## WHAT IS BEING ASKED
Return only the lines from the one containing "Tag the shirt" to the end of the entries below, exactly as written, both ends included.

+++

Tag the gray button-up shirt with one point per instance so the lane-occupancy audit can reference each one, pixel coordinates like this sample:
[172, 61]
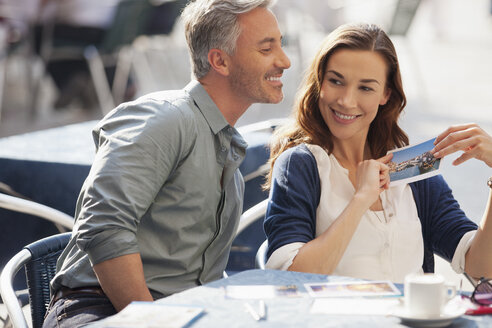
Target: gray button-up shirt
[164, 183]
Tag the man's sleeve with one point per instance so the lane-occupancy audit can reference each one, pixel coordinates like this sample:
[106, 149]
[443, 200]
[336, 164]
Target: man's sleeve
[138, 149]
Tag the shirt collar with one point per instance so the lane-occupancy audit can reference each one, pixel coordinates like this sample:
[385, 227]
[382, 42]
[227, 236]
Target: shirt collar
[206, 105]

+++

## PROBLEM SOLUTION
Tag the shirt collar with one point per instance so the lane-occupancy audit can reference each one, pixel coordinates like this sample:
[385, 227]
[382, 42]
[227, 236]
Target: shirt collar
[206, 105]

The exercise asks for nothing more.